$9.9 ROCK Pi S is a Tiny SBC Powered by Rockchip RK3308 Processor

Radxa launched their low cost ($40) Rock Pi 4 SBC powered by Rockchip RK3399 processor a little over 18 months ago. If you are subscribed to their mailing list, the company has now sent an email entitled “ROCK Pi Summer Updates 2019” (no link available) that reports about v1.4 of the board with 4MB SPI flash onboard, an external WiFi antenna connector, and various other small changes, as well as the announcement of RockPi PoE HAT to power the board from an Ethernet cable, and an USB 3.0 eMMC card reader.

But what particularly caught my attention in the email was a new tiny single board computer powered by Rockchip RK3308 Cortex-A35 processor: Rock Pi S selling for as low as $9.9 with 256MB RAM, and targetting headless IoT & smart voice applications.

WHAT IS ASKED: Carry on the article about the $9.9 ROCK Pi S board, starting right after its final sentence.

DATASET EXCERPT:
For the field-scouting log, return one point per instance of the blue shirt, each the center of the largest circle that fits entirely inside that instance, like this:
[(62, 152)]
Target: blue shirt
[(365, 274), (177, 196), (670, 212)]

EXERCISE RESPONSE:
Rock Pi S RK3308 Board
Click to Enlarge

Rock Pi S board specifications:

  • SoC – Rockchip RK3308 quad-core Arm Cortex-A35 processor with built-in VAD (Voice Activity Detector)
  • System Memory – 256/512MB RAM
  • Storage – microSD card for OS storage media, optional 1/2/4/8Gbit onboard NAND storage for cost saving
  • Connectivity
    • 100Mbps Ethernet with optional PoE (additional HAT required)
    • Optional 802.11 b/g/n WiFi 4 + Bluetooth 4.0 (via RTL8723BS) with external antenna
  • USB – 1x USB 2.0 OTG type-C port, 1x USB 2.0 host type-A port
  • Expansion – 26-pin Pi GPIO header, 26-pin voice/audio header
  • Power Supply – 5V via USB-C port
  • Dimensions – 3.8 x 3.8 cm
Rock Pi S SBC
Click to Enlarge

The company reports the first batch of ROCK Pi S boards is tested and so far proved to be working all well. The board currently runs Debian and buildroot build system is supported. The company has some samples in the office, and interested developers can contact the company to get a sample.

Rock Pi S will sell for $9.9 and up with the cheapest model coming with 256MB RAM, and a microSD card socket for storage. AFAIK, there’s currently no product page nor other public information available online for the new Radxa board except for the newsletter’s email.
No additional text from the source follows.